| Problem to solve |
Skip the images and return the records below exactly.

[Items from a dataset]

↓

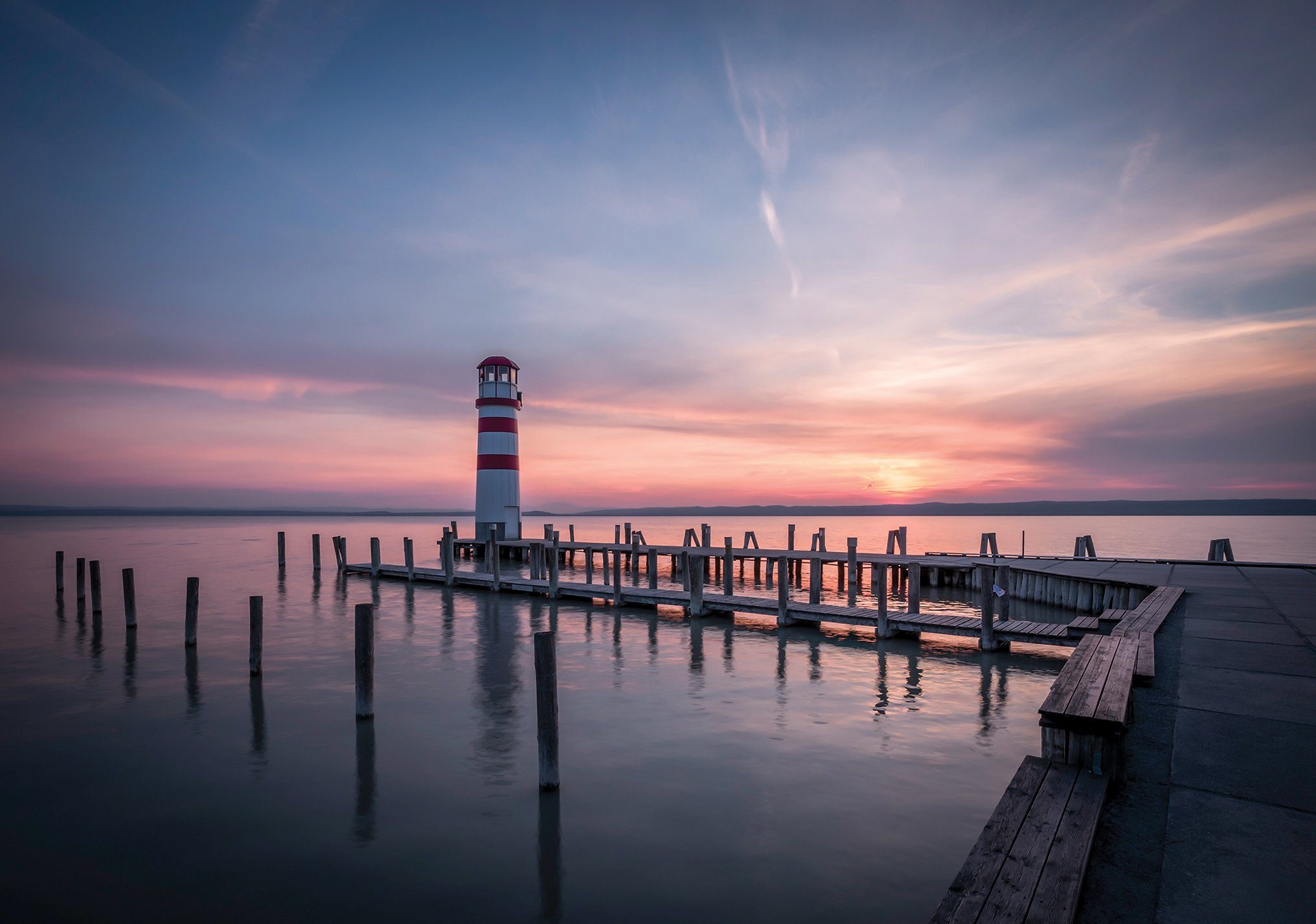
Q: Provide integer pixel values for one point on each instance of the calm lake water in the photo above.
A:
(711, 770)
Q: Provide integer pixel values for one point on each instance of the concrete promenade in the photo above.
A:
(1218, 822)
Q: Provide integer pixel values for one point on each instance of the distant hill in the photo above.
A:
(1243, 507)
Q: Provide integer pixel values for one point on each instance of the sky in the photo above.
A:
(251, 253)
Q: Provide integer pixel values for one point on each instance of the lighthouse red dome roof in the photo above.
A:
(498, 361)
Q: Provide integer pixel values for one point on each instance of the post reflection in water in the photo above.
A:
(363, 818)
(497, 685)
(550, 856)
(192, 685)
(256, 691)
(131, 665)
(914, 678)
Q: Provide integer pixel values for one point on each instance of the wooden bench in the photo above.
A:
(1087, 710)
(1030, 861)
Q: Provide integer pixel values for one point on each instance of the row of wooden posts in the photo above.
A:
(545, 653)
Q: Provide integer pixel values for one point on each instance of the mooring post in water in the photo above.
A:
(256, 608)
(365, 660)
(553, 569)
(784, 595)
(1003, 578)
(852, 568)
(194, 601)
(95, 586)
(728, 556)
(130, 599)
(914, 586)
(696, 586)
(547, 706)
(616, 578)
(879, 590)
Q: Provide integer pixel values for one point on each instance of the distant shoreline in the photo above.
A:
(1242, 507)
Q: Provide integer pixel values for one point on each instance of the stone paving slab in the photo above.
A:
(1232, 861)
(1235, 631)
(1249, 656)
(1262, 760)
(1249, 693)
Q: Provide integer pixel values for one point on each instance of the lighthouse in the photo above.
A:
(498, 470)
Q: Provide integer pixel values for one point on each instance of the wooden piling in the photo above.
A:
(852, 566)
(728, 566)
(256, 608)
(365, 660)
(553, 569)
(1003, 578)
(95, 587)
(130, 599)
(547, 707)
(194, 602)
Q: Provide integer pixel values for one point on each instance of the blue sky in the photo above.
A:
(743, 252)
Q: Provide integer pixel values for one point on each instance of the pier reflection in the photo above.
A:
(497, 687)
(363, 815)
(256, 695)
(550, 856)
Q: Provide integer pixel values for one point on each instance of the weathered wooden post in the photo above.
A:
(547, 707)
(988, 639)
(784, 597)
(365, 660)
(696, 586)
(879, 590)
(852, 566)
(491, 556)
(194, 602)
(553, 569)
(130, 599)
(95, 586)
(729, 557)
(1003, 578)
(256, 607)
(616, 578)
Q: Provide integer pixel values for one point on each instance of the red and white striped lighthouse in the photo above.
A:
(498, 469)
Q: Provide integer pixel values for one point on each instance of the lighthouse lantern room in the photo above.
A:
(498, 472)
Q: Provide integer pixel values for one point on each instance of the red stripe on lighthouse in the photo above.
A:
(495, 461)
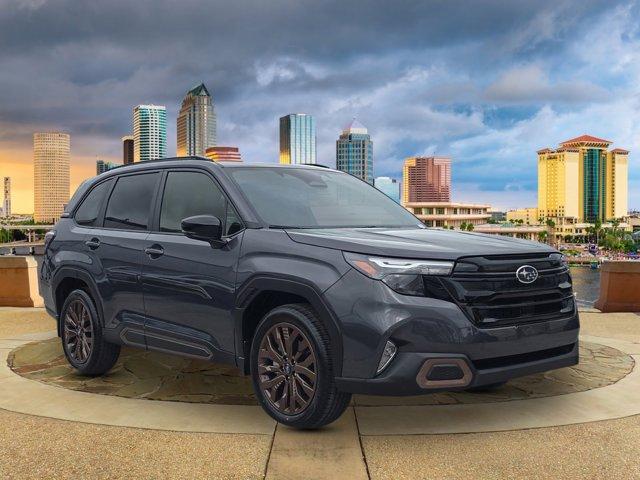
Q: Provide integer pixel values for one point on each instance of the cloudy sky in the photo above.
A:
(485, 82)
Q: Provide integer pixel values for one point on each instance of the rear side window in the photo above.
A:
(89, 210)
(187, 194)
(130, 203)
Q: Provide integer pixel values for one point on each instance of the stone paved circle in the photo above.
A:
(159, 376)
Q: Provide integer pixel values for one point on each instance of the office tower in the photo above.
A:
(389, 186)
(102, 166)
(196, 123)
(297, 139)
(354, 152)
(51, 156)
(223, 154)
(426, 179)
(581, 180)
(6, 206)
(127, 149)
(149, 132)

↑

| Task result |
Q: Provide integer pixel values for one point on each instance of the calm lake water in the photo above.
A:
(711, 770)
Q: Provide integer pixel values for one point on each instance of the concrete promenade in the photo above.
A:
(1218, 822)
Q: Provide integer pixel values for one point on each instance of the distant hill in the photo above.
A:
(1243, 507)
Q: Provide integer pixel values for one point on each instance of the sky in the photo above.
A:
(251, 253)
Q: Provide integer pixel values for one point on each instance of the lighthouse red dome roof in the photo above.
A:
(498, 361)
Q: Provide integer pixel values for one point on each instance of the post reflection in water in the photo above.
A:
(363, 818)
(497, 685)
(550, 856)
(192, 685)
(256, 691)
(131, 665)
(914, 678)
Q: Provide integer pixel values for one point on each instance of the wooden bench in the photo above.
A:
(1087, 710)
(1030, 861)
Q: Provide integer pixel values for one point on each instance of the row of wooden posts in the photo above.
A:
(545, 653)
Q: Provide integer pixel values for one point on each instance of the mooring post in water in the photo above.
A:
(256, 608)
(365, 660)
(553, 569)
(784, 595)
(1003, 578)
(852, 568)
(194, 601)
(95, 586)
(728, 556)
(130, 599)
(914, 586)
(696, 586)
(547, 706)
(616, 578)
(879, 590)
Q: Provide integer pixel values for one point on each instance of the distant shoreline in the photo above.
A:
(1242, 507)
Q: Provide integer pixel values for one point on each instance of the stone paving slab in the photo above.
A:
(1232, 861)
(1235, 631)
(1249, 656)
(1262, 760)
(1249, 693)
Q: Provide integer pixel values for one point on each instance of the lighthouse in the photo above.
A:
(498, 470)
Q: Provide integer pixel values for one point on each instance of the wooden piling in the photo above.
A:
(852, 566)
(728, 566)
(256, 608)
(365, 660)
(553, 569)
(1003, 578)
(95, 587)
(130, 599)
(547, 707)
(194, 602)
Q: Provide integer pixel values for one point on each instance of the blue sky in the photo above.
A:
(743, 252)
Q: Provide integer pixel values for one point on each instance of the pier reflection in the photo above.
A:
(497, 687)
(363, 815)
(256, 695)
(550, 856)
Q: Provide integer pixel values for one point on each instance of the weathered wooden post in the photo above.
A:
(547, 707)
(988, 639)
(784, 597)
(365, 660)
(696, 586)
(879, 590)
(852, 566)
(491, 556)
(194, 602)
(553, 569)
(130, 599)
(95, 586)
(729, 557)
(1003, 578)
(256, 607)
(616, 578)
Q: Provide integer pixel values for one point on each instance of the red and white striped lighthouse in the photo above.
A:
(498, 469)
Q: Provide integer pixel values for one point on each instance of the lighthouse lantern room in the photo above.
A:
(498, 472)
Q: Provide integer pixel values for one point on each instance of the red stripe on lighthouse in the photo above.
A:
(495, 461)
Q: Provide integer pixel values for one point on each instance of the cloudy sky in the photo above.
A:
(485, 82)
Q: Provide integer pixel values for one point on each instance of the rear side window in the photo above.
A:
(89, 210)
(187, 194)
(130, 203)
Q: Provide integer pixel values for one point on each instance of the stone paved circle in the photo above.
A:
(159, 376)
Q: Provide integer pixel values for one point on each instance of the office tower in the photo above.
A:
(389, 186)
(102, 166)
(196, 123)
(297, 139)
(354, 152)
(51, 156)
(223, 154)
(426, 179)
(581, 180)
(6, 206)
(127, 149)
(149, 132)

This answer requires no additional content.